II. The Dispersal of the Jewish People as Punishment for the Rejection and Murder of the Messiah
Tractatus de Incarnatione, Pars I, Cap. II, §127
[In the course of proving that the epoch of Daniel’s seventy weeks compels the admission that the Messiah has long since come, Perrone draws out the full consequence: the cessation of legal sacrifice and the dispersal of the Jewish people as punishment for their rejection and murder of the Messiah.]
Original:
« in medio hebdomadis septuagesimae, imo et templi ipsius destructio, populi judaici dispersio in poenam rejecti Messiae ac necis ipsi illatae; cum igitur ab octodecim saeculis sacrificia legalia cessaverint una cum mosaico sacerdotio, ac nova religio, novus cultus, novum sacrificium per universum orbem obtineant, manifestum est Messiam jamdiu advenisse, ac per ipsum tum veterem cultum abrogatum, tum novum suffectum esse. »
Translation:
“In the middle of the seventieth week — indeed, even the destruction of the Temple itself — the dispersal of the Jewish people as punishment for the rejected Messiah and the murder inflicted upon Him; since, therefore, for eighteen centuries the legal sacrifices have ceased together with the Mosaic priesthood, and a new religion, a new worship, a new sacrifice obtain throughout the whole world, it is manifest that the Messiah has long since come, and that through Him the old worship was abrogated and the new one substituted.”
III. The Rejection and Dispersal of the Synagogue Foretold in Prophecy as Punishment for the Repudiated Messiah
Tractatus de Incarnatione, Pars I, Cap. II, §129
[Immediately after establishing the calling of the Gentiles as a messianic office, Perrone turns to the corresponding prophetic theme of Jewish rejection and dispersal.]
Original:
« Porro, sicut extra omnem dubitationis aleam gentium vocatio ad veri Numinis cultum per futurum Messiam constituta est, ita nec minus clara vaticinia sunt, quae populi judaici ac synagogae rejectionem et dispersionem portendunt, et quidem in poenam repudiati Messiae. »
Translation:
“Furthermore, just as the calling of the nations to the worship of the true God through the future Messiah is established beyond all shadow of doubt, so too there are no less clear prophecies which foretell the rejection and dispersal of the Jewish people and of the Synagogue, and that as punishment for the repudiated Messiah.”
IV. Eighteen Centuries of Captivity: The Blood of the Slain Saviour Falls Back upon the Heads of Those Who Shed It
Tractatus de Incarnatione, Pars I, Cap. III, §194
[Having demonstrated the illegality and cruelty of the trial and passion of Christ, Perrone draws the theological consequence: the worldwide reprobation and dispersal of the Jews is the direct divine punishment for the rejected and slain Messiah, and the Jews’ own self-imprecation has fallen upon their heads.]
Original:
« Hinc, quod consequens est, Judaeorum reprobatio ac per orbem dispersio ut poena reprobati Messiae, Luc. XXI, 24, spectari unice debent. Cujus quidem miserandae captivitatis, per XVIII saecula perdurantis, testes nos ipsi sumus; ac ita sanguis interfecti Servatoris in eorum, qui illum interfecerunt, caput recidit, ut sibi ipsi, Matth. XXVII, 25, fuerant imprecati. »

● Stated task a:
Answer these from the Tractatus excerpt, one answer per line:
(i) In which part and chapter does §129 appear?
(ii) Per the translation in section II, for how many centuries have the legal sacrifices ceased?
(iii) In section IV's original, which passage of Matthew is cited?
The excerpt and the records are unrelated pieces of material.

● Provided material:
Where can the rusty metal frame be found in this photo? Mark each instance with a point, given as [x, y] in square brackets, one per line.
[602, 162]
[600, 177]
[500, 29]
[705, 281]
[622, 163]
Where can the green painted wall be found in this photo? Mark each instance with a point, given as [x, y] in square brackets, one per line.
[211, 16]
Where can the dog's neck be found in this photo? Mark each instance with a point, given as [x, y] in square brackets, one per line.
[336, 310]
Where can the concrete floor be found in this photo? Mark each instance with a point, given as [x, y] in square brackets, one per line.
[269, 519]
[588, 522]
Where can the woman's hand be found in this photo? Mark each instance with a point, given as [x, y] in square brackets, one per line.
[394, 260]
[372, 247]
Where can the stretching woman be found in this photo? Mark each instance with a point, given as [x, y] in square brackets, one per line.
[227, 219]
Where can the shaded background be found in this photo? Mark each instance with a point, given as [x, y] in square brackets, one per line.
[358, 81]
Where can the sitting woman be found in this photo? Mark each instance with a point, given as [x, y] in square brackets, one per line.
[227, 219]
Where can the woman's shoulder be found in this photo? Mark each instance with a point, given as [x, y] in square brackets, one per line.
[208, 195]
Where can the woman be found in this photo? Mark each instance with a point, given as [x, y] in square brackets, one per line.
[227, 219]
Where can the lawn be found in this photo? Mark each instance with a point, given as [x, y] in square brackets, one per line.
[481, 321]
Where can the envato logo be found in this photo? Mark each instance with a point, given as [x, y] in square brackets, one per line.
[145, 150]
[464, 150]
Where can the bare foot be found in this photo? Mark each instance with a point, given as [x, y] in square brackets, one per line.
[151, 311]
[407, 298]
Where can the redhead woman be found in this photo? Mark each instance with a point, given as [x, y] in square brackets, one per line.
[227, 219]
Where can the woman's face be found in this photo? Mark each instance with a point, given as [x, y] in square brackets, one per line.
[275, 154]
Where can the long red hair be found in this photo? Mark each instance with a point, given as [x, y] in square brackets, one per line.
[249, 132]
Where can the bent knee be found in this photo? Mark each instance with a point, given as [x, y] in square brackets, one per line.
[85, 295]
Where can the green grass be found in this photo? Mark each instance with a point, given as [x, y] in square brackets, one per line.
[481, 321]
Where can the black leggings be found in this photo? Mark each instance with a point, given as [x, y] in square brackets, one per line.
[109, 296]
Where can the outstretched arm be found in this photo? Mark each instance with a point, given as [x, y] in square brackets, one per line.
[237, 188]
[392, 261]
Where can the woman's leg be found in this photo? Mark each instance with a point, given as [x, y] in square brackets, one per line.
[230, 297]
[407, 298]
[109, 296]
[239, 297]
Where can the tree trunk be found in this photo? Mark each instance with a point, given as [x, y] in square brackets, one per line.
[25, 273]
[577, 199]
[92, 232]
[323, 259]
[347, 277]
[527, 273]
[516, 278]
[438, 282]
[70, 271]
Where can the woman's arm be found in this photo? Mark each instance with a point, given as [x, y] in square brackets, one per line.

● Stated task b: Please express the records as a JSON list of strings, one string per line and no blank lines, from the line that contains "Where can the woman's leg" through the end of the records.

● Finished answer a:
(i) Pars I, Cap. II
(ii) Eighteen centuries
(iii) Matth. XXVII, 25

● Finished answer b:
[
  "Where can the woman's leg be found in this photo? Mark each instance with a point, given as [x, y] in square brackets, one per line.",
  "[230, 297]",
  "[407, 298]",
  "[109, 296]",
  "[239, 297]",
  "Where can the tree trunk be found in this photo? Mark each instance with a point, given as [x, y] in square brackets, one per line.",
  "[25, 273]",
  "[577, 199]",
  "[92, 232]",
  "[323, 259]",
  "[347, 277]",
  "[527, 273]",
  "[516, 278]",
  "[438, 282]",
  "[70, 271]",
  "Where can the woman's arm be found in this photo? Mark each instance with a point, given as [x, y] in square brackets, one per line."
]